Manual cluster restore

Restoring a cluster with a single control plane node

To properly restore the cluster, follow these steps on the master node:

  1. Prepare the etcdutl utility. Locate and copy the executable on the node:

    cp $(find /var/lib/containerd/io.containerd.snapshotter.v1.overlayfs/snapshots/ \
    -name etcdutl -print | tail -n 1) /usr/local/bin/etcdutl
    

    Check the version of etcdutl:

    etcdutl version
    

    Make sure the output of etcdutl version is displayed without errors.

    If etcdutl is not found, download the binary from the official etcd repository, choosing a version that matches your cluster’s etcd version:

    wget "https://github.com/etcd-io/etcd/releases/download/v3.6.1/etcd-v3.6.1-linux-amd64.tar.gz"
    tar -xzvf etcd-v3.6.1-linux-amd64.tar.gz && mv etcd-v3.6.1-linux-amd64/etcdutl /usr/local/bin/etcdutl
    
  2. Check the etcd version in the cluster (if the Kubernetes API is accessible):

    d8 k -n kube-system exec -ti etcd-$(hostname) -- etcdutl version
    

    If the command executes successfully, it will display the current etcd version.

  3. Stop etcd. Move the etcd manifest to prevent kubelet from launching the etcd pod:

    mv /etc/kubernetes/manifests/etcd.yaml ~/etcd.yaml
    
  4. Make sure the etcd pod is stopped:

    crictl ps | grep etcd
    

    If the command returns nothing, the etcd pod has been successfully stopped.

  5. Backup current etcd data. Create a backup copy of the member directory:

    cp -r /var/lib/etcd/member/ /var/lib/deckhouse-etcd-backup
    

    This backup will allow you to roll back in case of issues.

  6. Clean the etcd directory. Remove old data to prepare for restore:

    rm -rf /var/lib/etcd
    

    Verify that /var/lib/etcd is now empty or does not exist:

    ls -la /var/lib/etcd
    
  7. Place the etcd snapshot file. Copy or move the etcd-backup.snapshot file to the current user’s (root) home directory:

    cp /path/to/backup/etcd-backup.snapshot ~/etcd-backup.snapshot
    

    Ensure the file is readable:

    ls -la ~/etcd-backup.snapshot
    
  8. Restore the etcd database from the snapshot using etcdutl:

    ETCDCTL_API=3 etcdutl snapshot restore ~/etcd-backup.snapshot  --data-dir=/var/lib/etcd
    

    After the command completes, check that files have appeared in /var/lib/etcd/, reflecting the restored state.

> **Entries shown**:
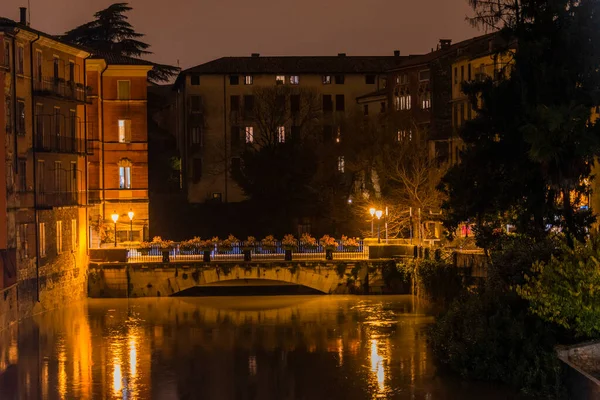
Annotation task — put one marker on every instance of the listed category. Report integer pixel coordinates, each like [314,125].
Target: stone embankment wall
[158,279]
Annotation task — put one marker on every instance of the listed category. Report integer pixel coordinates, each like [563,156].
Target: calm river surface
[287,347]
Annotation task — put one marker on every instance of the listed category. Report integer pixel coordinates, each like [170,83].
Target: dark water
[290,347]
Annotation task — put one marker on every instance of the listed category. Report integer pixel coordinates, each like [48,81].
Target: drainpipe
[33,152]
[101,99]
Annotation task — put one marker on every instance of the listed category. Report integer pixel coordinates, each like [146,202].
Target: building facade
[118,163]
[218,103]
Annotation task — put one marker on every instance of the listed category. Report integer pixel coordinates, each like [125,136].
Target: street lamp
[372,212]
[115,218]
[130,213]
[378,213]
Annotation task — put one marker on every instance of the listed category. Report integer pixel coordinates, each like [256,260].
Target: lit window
[123,90]
[124,130]
[249,134]
[341,164]
[42,239]
[74,234]
[59,237]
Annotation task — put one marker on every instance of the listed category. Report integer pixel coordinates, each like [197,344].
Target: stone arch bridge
[166,279]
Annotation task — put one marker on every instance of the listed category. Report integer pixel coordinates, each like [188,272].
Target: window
[340,104]
[249,134]
[341,164]
[39,120]
[71,71]
[41,173]
[404,135]
[327,102]
[20,60]
[234,103]
[38,65]
[124,90]
[197,169]
[73,123]
[295,103]
[235,136]
[73,234]
[21,117]
[57,178]
[248,104]
[57,121]
[196,135]
[59,237]
[124,174]
[196,103]
[23,240]
[42,238]
[327,133]
[55,66]
[295,132]
[6,53]
[426,100]
[236,164]
[22,171]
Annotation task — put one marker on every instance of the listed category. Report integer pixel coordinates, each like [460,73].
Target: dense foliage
[110,32]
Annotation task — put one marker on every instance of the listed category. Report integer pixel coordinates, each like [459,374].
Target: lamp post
[130,213]
[378,213]
[115,218]
[372,212]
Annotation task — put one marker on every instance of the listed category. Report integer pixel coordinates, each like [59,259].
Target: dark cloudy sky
[196,31]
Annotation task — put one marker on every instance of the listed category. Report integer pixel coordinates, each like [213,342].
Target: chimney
[23,15]
[445,43]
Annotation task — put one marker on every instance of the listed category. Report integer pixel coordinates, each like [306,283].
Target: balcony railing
[60,88]
[48,142]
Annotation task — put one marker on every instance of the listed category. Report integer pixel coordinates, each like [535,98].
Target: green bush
[489,335]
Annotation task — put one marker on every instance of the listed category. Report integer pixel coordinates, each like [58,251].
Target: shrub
[490,335]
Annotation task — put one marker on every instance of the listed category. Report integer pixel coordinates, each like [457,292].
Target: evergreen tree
[110,32]
[530,151]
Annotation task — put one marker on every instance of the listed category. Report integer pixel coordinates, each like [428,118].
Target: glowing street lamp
[115,218]
[130,213]
[378,213]
[372,212]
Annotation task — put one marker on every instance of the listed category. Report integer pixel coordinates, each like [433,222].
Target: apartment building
[218,102]
[118,132]
[44,153]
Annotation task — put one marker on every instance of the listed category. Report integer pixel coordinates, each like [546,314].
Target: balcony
[60,89]
[51,143]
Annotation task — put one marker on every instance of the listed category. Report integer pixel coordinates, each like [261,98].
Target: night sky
[196,31]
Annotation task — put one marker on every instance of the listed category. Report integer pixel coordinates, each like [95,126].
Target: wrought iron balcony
[43,86]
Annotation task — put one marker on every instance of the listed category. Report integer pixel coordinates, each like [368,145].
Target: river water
[284,347]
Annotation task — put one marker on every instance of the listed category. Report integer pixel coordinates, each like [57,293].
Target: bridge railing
[236,253]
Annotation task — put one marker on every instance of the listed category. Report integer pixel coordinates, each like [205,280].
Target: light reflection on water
[324,347]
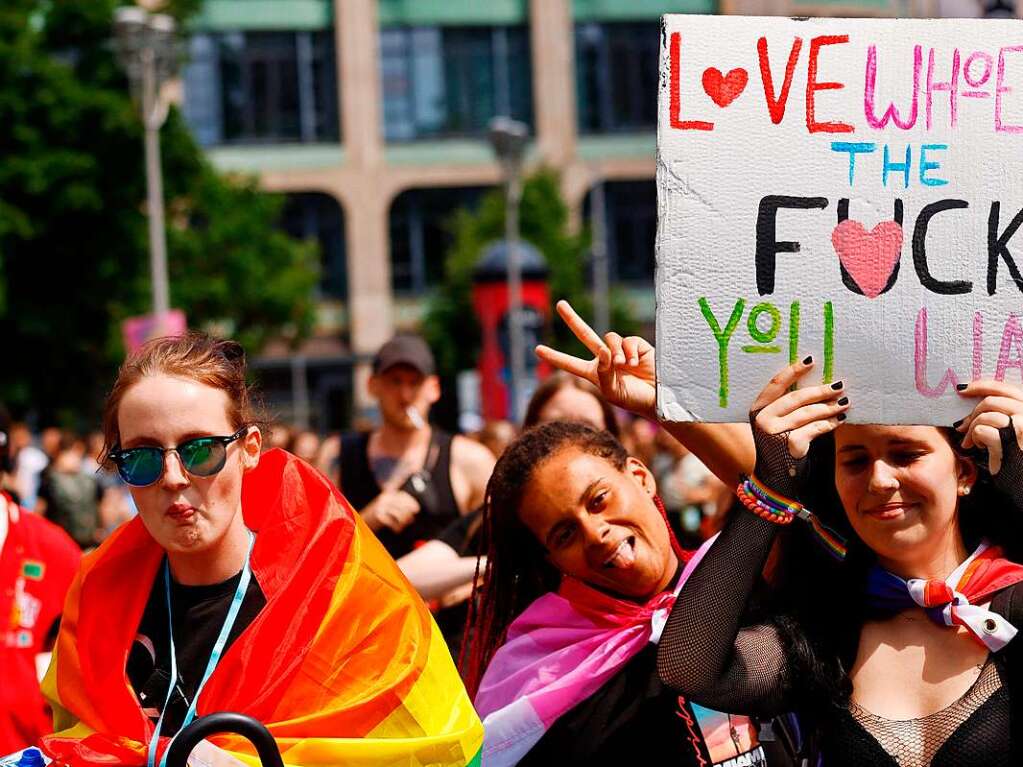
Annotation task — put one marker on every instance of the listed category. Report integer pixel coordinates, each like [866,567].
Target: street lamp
[998,8]
[508,137]
[147,49]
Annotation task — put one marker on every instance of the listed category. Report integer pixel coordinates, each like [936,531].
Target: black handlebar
[215,724]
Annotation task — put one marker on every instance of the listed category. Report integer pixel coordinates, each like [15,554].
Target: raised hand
[785,422]
[995,422]
[621,368]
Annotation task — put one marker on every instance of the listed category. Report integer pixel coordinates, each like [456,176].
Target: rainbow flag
[344,664]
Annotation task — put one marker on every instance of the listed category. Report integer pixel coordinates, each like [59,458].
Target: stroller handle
[214,724]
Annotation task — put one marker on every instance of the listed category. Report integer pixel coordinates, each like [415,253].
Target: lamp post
[998,8]
[147,49]
[508,137]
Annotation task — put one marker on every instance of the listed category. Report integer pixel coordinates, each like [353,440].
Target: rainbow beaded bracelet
[779,509]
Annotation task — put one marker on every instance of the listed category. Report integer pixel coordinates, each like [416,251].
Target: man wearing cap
[38,561]
[408,480]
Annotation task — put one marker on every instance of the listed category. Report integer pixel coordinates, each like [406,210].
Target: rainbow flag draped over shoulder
[344,664]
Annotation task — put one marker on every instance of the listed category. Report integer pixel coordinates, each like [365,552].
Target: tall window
[630,224]
[262,87]
[420,234]
[616,77]
[318,217]
[441,82]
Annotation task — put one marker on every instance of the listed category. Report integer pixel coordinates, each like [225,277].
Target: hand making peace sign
[621,368]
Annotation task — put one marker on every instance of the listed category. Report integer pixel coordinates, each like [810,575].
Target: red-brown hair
[214,362]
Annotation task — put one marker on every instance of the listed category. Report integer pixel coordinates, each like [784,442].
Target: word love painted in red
[723,89]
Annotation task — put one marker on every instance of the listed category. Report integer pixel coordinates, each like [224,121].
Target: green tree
[74,253]
[450,323]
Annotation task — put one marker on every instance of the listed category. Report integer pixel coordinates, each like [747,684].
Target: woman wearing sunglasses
[247,584]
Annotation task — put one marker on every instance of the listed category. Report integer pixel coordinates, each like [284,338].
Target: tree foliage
[74,249]
[450,323]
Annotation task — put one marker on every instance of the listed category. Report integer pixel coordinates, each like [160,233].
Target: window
[262,87]
[318,217]
[442,82]
[420,234]
[630,224]
[616,77]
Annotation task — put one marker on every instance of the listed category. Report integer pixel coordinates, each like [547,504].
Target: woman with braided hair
[893,640]
[581,571]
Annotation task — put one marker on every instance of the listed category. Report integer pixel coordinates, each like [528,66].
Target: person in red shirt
[38,560]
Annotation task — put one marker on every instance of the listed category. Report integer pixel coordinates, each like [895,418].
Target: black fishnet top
[706,653]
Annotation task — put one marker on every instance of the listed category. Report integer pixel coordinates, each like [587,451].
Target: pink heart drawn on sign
[869,257]
[724,89]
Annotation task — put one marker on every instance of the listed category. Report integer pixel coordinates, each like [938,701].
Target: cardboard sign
[846,188]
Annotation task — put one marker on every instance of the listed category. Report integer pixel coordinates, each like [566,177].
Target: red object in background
[136,330]
[490,297]
[38,561]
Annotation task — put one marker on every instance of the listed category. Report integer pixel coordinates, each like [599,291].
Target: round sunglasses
[203,456]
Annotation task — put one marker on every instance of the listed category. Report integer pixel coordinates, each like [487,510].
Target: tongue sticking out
[625,555]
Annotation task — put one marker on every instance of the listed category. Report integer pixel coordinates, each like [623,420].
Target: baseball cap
[405,349]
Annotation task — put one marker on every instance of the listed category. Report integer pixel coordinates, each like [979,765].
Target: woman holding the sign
[893,638]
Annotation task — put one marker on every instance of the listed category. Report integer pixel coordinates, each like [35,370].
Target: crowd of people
[561,591]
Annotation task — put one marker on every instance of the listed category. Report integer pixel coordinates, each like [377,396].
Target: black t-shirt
[633,713]
[198,617]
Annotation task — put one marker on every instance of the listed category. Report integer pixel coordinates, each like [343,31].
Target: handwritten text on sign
[846,188]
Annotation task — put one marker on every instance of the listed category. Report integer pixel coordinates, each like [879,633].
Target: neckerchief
[955,600]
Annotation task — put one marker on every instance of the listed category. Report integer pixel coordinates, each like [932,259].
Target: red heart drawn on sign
[869,257]
[724,89]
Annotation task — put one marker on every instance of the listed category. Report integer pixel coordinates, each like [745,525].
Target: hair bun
[232,352]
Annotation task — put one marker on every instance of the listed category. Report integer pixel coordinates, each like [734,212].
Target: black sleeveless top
[431,487]
[754,670]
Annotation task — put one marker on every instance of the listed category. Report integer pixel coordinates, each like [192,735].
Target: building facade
[371,116]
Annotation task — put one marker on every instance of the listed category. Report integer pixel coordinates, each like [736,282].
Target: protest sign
[844,188]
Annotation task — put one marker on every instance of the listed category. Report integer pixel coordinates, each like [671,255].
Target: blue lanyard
[218,650]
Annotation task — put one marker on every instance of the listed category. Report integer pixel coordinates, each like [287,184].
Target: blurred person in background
[687,488]
[69,496]
[279,436]
[495,436]
[407,479]
[328,455]
[38,561]
[639,438]
[564,397]
[305,444]
[29,461]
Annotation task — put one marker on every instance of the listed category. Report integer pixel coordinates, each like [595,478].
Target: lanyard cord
[218,650]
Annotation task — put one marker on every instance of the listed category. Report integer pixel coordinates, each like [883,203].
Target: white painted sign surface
[846,188]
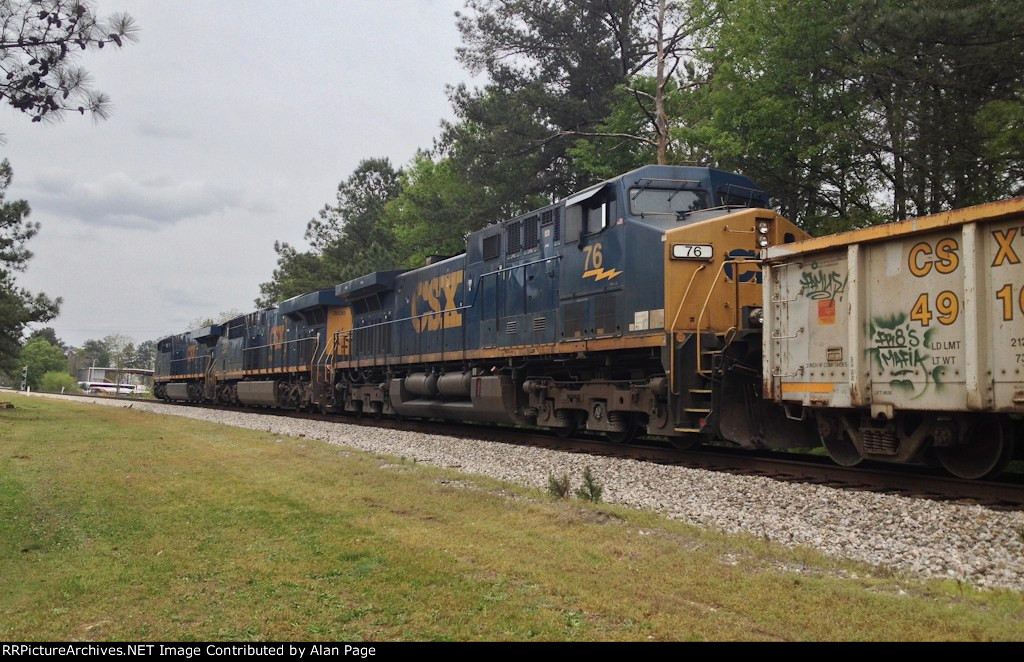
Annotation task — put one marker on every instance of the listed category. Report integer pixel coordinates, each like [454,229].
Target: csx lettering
[945,259]
[1006,252]
[428,298]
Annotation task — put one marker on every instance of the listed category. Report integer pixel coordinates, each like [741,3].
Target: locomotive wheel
[838,443]
[989,447]
[565,432]
[571,428]
[686,442]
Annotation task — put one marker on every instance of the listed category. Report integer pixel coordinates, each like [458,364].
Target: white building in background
[133,380]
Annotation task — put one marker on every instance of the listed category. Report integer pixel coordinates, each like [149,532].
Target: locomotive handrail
[672,329]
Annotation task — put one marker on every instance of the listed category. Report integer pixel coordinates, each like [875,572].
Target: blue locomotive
[632,306]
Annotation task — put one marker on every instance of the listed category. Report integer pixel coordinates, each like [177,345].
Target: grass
[121,525]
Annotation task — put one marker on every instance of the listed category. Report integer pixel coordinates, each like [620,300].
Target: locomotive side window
[597,219]
[532,234]
[664,201]
[492,246]
[513,234]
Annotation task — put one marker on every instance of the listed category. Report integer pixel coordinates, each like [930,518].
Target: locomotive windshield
[667,201]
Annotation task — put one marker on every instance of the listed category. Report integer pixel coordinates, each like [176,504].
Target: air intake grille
[604,314]
[574,319]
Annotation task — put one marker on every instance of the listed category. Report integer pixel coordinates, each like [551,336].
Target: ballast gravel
[969,543]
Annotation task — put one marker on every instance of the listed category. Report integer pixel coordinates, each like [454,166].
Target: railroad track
[910,481]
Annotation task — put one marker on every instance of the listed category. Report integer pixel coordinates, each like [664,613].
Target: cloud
[164,131]
[121,200]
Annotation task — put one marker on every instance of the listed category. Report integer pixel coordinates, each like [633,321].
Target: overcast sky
[232,123]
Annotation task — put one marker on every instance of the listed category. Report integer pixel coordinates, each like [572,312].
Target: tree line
[849,113]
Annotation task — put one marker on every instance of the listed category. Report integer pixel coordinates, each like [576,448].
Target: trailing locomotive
[634,306]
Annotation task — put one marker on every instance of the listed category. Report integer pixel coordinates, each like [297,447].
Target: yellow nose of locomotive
[713,270]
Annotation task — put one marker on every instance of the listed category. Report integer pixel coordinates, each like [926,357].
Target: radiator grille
[604,314]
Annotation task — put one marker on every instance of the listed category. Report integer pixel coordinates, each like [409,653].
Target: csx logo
[1005,253]
[437,296]
[944,258]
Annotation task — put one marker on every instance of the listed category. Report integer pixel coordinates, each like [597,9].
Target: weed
[591,490]
[558,487]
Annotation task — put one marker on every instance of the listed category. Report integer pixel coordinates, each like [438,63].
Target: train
[668,301]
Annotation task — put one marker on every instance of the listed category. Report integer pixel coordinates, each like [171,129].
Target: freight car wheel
[989,447]
[838,443]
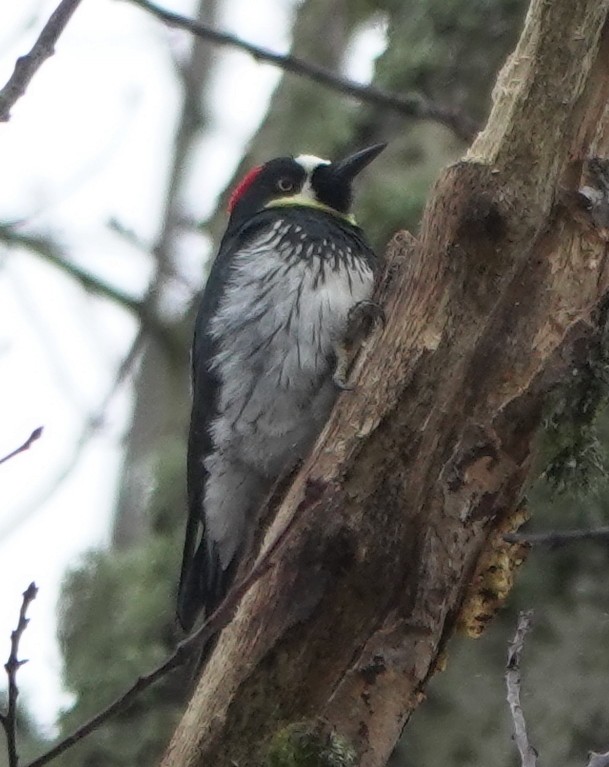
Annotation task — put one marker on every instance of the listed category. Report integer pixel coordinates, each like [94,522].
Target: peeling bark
[417,467]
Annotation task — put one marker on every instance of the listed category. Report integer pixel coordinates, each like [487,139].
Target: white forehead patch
[309,162]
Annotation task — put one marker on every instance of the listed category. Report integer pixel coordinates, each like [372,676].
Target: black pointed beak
[346,170]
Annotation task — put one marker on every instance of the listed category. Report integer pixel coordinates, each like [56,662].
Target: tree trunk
[426,459]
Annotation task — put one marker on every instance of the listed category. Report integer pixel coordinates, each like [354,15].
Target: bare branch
[27,66]
[410,106]
[556,538]
[36,434]
[528,755]
[193,643]
[49,251]
[12,666]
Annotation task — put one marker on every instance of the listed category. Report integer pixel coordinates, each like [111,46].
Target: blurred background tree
[117,606]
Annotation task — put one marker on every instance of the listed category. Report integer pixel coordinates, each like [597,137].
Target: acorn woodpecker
[268,356]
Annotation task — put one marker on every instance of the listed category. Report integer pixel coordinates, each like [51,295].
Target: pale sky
[90,142]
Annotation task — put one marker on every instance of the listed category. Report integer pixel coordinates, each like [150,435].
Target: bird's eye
[285,185]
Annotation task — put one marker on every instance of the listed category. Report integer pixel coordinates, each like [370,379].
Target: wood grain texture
[486,312]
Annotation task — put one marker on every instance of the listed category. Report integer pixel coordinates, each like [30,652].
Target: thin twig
[27,66]
[211,626]
[409,105]
[93,424]
[555,538]
[45,248]
[36,434]
[528,755]
[12,666]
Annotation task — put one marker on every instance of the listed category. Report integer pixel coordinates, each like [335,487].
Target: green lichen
[309,744]
[575,459]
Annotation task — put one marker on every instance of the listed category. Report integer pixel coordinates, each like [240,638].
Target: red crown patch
[242,187]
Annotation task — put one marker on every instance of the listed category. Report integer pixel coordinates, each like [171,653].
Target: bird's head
[306,180]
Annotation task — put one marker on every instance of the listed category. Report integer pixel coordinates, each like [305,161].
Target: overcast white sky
[90,142]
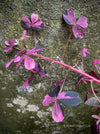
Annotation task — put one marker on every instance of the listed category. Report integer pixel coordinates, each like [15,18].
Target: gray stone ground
[22,112]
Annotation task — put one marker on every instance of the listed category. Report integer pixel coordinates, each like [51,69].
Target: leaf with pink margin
[69,17]
[29,63]
[34,18]
[78,31]
[70,98]
[8,64]
[38,26]
[82,21]
[57,112]
[84,51]
[96,61]
[26,83]
[25,22]
[47,100]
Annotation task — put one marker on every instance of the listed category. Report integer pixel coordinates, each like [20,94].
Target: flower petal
[96,117]
[96,61]
[8,64]
[21,59]
[47,100]
[17,59]
[42,73]
[34,18]
[84,51]
[8,50]
[38,26]
[29,63]
[57,112]
[26,83]
[55,92]
[82,21]
[69,98]
[25,22]
[78,31]
[69,17]
[7,43]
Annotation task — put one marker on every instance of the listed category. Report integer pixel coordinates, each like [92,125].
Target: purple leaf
[78,31]
[29,63]
[70,98]
[8,49]
[26,83]
[57,113]
[55,92]
[69,17]
[82,21]
[47,100]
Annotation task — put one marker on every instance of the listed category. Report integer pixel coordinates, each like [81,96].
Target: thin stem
[64,81]
[93,91]
[64,53]
[35,38]
[97,69]
[67,66]
[66,46]
[82,68]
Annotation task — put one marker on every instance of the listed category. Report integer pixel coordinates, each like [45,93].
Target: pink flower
[10,45]
[84,51]
[37,26]
[96,61]
[69,17]
[24,35]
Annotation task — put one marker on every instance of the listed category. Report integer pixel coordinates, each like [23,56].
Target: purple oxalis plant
[34,23]
[69,17]
[10,45]
[69,98]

> **Aim**:
Copy the manual cluster restore text from "3. Stop etcd." up to and including "been successfully stopped.", and swap each occurrence of "pod" for "container".

> **Exercise output**:
3. Stop etcd. Move the etcd manifest to prevent kubelet from launching the etcd container:

    mv /etc/kubernetes/manifests/etcd.yaml ~/etcd.yaml
    
  4. Make sure the etcd container is stopped:

    crictl ps | grep etcd
    

    If the command returns nothing, the etcd container has been successfully stopped.